### Exercise details:
Could you write out the essay on word association below in full, word for word?

Let’s play a game. It’s simple. There is only one rule: I say a word and you must say the first word that comes to mind.
I say “Colorado” and you say … “skiing.”
I say “beach” and you say … “ocean.”
Excellent! You catch on fast. Let’s keep going …
I say “Hersheys” and you say “chocolate!” (with a smile)
I say “Catholic” and you say “priest.”
I say “Mexico” and you say “vacation” or perhaps (with another smile) “margarita.”
Good. Very good. You have not missed a beat. Now, let’s mix it up a bit.
I say “American flag” and you say “freedom.”
I say “Mexican” and with just a moment’s hesitation, you say “illegal immigrant?”
I say “China” and you say “Communism.”
I say “Islam” and you say “extremist.”
I say “Palestinian” and you say … “suicide bomber.”
Ah. Amazing how strongly these are correlated in our minds, how quickly they roll from the tongue. As humans, our brains are designed to memorize things in pairs or as parts of a story. Tricks for memorizing often include word associations. The media, advertising, and political campaigns use these word associations and sound bytes (short stories; Tweets) as some of the most powerful tools for building and maintaining a following. Unless we, as the recipients have direct experience to counter what we hear or read, they are absorbed, quickly becoming something we make our own—a part of us which we will defend and readily transmit to the next person as though we experienced it personally.
There is very little, naturally, which compels us to look beyond that which is stored in these memory banks. The nature of this recall is incredibly complex. It involves not just synaptic bridges firing, but the flush of chemical signatures which invoke a full body response. And those chemical signatures invoke additional memories of a similar emotional base which reinforce the primary recollection. We can and do rise quickly to heightened states of both pleasure or pain at the simple invocation of a word correlation such as those I opened with, above.
It is for this very reason, as a species which has propagated its history through the spoken word for some forty thousand years before the invention or writing, that TV and radio ads have so much power, some echoing for decades through the popular vernacular: “Ancient Chinese secret!” “Reach out and touch someone,” “Blue light special” (which the Bedouin of Petra use to draw attention to their stalls) have the same power as “Till death do us part,” “Remember the Alamo!” “May the force be with you” and many, many more.

### Source material:

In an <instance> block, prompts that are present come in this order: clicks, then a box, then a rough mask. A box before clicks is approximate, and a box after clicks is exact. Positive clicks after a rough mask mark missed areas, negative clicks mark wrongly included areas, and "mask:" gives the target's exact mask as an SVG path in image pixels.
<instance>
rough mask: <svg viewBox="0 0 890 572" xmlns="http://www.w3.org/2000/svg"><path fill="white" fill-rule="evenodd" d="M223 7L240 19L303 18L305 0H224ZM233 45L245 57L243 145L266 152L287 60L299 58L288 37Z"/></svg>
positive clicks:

### Output below:
Let’s play a game. It’s simple. There is only one rule: I say a word and you must say the first word that comes to mind.
I say “Colorado” and you say … “skiing.”
I say “beach” and you say … “ocean.”
Excellent! You catch on fast. Let’s keep going …
I say “Hersheys” and you say “chocolate!” (with a smile)
I say “Catholic” and you say “priest.”
I say “Mexico” and you say “vacation” or perhaps (with another smile) “margarita.”
Good. Very good. You have not missed a beat. Now, let’s mix it up a bit.
I say “American flag” and you say “freedom.”
I say “Mexican” and with just a moment’s hesitation, you say “illegal immigrant?”
I say “China” and you say “Communism.”
I say “Islam” and you say “extremist.”
I say “Palestinian” and you say … “suicide bomber.”
Ah. Amazing how strongly these are correlated in our minds, how quickly they roll from the tongue. As humans, our brains are designed to memorize things in pairs or as parts of a story. Tricks for memorizing often include word associations. The media, advertising, and political campaigns use these word associations and sound bytes (short stories; Tweets) as some of the most powerful tools for building and maintaining a following. Unless we, as the recipients have direct experience to counter what we hear or read, they are absorbed, quickly becoming something we make our own—a part of us which we will defend and readily transmit to the next person as though we experienced it personally.
There is very little, naturally, which compels us to look beyond that which is stored in these memory banks. The nature of this recall is incredibly complex. It involves not just synaptic bridges firing, but the flush of chemical signatures which invoke a full body response. And those chemical signatures invoke additional memories of a similar emotional base which reinforce the primary recollection. We can and do rise quickly to heightened states of both pleasure or pain at the simple invocation of a word correlation such as those I opened with, above.
It is for this very reason, as a species which has propagated its history through the spoken word for some forty thousand years before the invention or writing, that TV and radio ads have so much power, some echoing for decades through the popular vernacular: “Ancient Chinese secret!” “Reach out and touch someone,” “Blue light special” (which the Bedouin of Petra use to draw attention to their stalls) have the same power as “Till death do us part,” “Remember the Alamo!” “May the force be with you” and many, many more.